Passage shown

Video

Researching gut health in the lab

Dr Juliet Ansell is a Science Group Leader at Plant & Food Research, Palmerston North. Juliet outlines the research project she leads that investigates the interactions between food, gut bacteria and health. There are 3 parts to the research involving in vitro work, animal models and human clinical trials.

Transcript

Dr Juliet Ansell

We’re really interested in the interactions that go on between food, bacteria and our own health. One of the exciting things that we’ve found recently is that foods can have an impact on the immune system via the microbes.

A lot of work that we do in the labs is in vitro work, and that’s when we simulate what’s happening in our bodies, so the digestion mouth to stomach, the fermentation in the large bowel. We’re trying to get information about what’s happening to different foods and what effects those might be having in the body.

Secondary focus is using animal models to look at whether what we found in vitro really does happen. The whole body is a hugely complex system so you can really only test that in a whole-animal system. Then the third area of human clinical trials, we’re feeding people and then measuring what’s happening in terms of their gut health.

Record set
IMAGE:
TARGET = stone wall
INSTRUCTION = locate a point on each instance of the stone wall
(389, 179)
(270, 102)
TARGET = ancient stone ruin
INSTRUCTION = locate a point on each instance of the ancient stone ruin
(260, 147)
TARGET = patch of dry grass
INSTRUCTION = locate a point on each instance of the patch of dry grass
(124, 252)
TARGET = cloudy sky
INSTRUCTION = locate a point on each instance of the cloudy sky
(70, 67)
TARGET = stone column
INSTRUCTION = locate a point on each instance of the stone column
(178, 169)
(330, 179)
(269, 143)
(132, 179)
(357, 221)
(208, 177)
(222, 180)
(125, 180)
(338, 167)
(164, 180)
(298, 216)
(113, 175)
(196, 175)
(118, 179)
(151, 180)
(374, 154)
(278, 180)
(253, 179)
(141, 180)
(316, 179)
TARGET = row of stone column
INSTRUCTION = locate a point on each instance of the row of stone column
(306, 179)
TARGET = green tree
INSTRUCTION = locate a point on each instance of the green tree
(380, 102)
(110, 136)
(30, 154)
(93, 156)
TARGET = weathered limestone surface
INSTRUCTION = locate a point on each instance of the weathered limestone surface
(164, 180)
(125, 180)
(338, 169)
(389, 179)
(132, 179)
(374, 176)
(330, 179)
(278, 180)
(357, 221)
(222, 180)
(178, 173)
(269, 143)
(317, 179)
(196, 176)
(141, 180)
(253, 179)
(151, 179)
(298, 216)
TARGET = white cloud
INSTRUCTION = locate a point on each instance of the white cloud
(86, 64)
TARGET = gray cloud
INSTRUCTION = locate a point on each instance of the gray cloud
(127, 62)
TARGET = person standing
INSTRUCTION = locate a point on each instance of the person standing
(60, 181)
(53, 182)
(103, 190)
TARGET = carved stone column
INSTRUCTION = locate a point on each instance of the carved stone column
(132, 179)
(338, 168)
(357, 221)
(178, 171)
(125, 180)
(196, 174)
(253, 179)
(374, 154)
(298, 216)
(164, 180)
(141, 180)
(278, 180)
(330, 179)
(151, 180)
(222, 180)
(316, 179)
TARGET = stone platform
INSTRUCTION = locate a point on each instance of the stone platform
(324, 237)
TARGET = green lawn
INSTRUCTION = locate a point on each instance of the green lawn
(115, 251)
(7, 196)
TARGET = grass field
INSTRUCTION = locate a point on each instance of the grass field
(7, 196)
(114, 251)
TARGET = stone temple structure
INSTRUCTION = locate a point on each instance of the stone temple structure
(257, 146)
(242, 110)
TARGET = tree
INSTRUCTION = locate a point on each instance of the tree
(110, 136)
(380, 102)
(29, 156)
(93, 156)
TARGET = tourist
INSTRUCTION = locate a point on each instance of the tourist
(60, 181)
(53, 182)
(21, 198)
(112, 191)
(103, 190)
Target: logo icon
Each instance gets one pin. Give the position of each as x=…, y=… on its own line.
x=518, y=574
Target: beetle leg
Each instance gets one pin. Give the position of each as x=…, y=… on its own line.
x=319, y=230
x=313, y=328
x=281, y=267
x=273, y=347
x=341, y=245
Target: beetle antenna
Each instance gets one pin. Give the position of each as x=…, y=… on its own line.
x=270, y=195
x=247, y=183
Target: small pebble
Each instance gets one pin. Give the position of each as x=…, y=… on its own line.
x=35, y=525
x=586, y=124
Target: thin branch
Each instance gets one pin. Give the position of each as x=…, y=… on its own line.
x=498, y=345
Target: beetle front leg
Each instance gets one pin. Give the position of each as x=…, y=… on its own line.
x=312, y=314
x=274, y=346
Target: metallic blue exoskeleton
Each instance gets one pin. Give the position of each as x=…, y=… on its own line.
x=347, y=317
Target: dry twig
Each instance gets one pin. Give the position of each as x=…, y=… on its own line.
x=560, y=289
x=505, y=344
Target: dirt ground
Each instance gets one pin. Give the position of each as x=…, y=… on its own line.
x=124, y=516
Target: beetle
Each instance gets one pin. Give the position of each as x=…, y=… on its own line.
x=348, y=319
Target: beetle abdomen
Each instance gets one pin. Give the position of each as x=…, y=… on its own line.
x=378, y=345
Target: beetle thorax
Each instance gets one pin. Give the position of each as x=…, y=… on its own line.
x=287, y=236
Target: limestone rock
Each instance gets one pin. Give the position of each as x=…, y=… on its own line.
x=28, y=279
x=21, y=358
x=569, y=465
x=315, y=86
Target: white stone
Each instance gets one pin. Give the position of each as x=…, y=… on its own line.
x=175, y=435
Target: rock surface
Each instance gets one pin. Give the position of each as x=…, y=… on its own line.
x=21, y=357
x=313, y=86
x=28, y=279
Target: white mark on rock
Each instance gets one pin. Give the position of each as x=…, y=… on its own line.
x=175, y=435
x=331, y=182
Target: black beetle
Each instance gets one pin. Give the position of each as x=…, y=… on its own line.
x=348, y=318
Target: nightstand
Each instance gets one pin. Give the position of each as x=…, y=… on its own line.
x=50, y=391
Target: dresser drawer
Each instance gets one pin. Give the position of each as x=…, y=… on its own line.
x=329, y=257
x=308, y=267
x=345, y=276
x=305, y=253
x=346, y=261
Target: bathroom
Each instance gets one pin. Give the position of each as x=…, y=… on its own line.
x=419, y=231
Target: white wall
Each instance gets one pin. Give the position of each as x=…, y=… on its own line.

Exercise brief
Copy out the passage from the gut health page above word for word, starting at "We’re really interested" and stopping after "in the body.".

Solution to this exercise
We’re really interested in the interactions that go on between food, bacteria and our own health. One of the exciting things that we’ve found recently is that foods can have an impact on the immune system via the microbes.

A lot of work that we do in the labs is in vitro work, and that’s when we simulate what’s happening in our bodies, so the digestion mouth to stomach, the fermentation in the large bowel. We’re trying to get information about what’s happening to different foods and what effects those might be having in the body.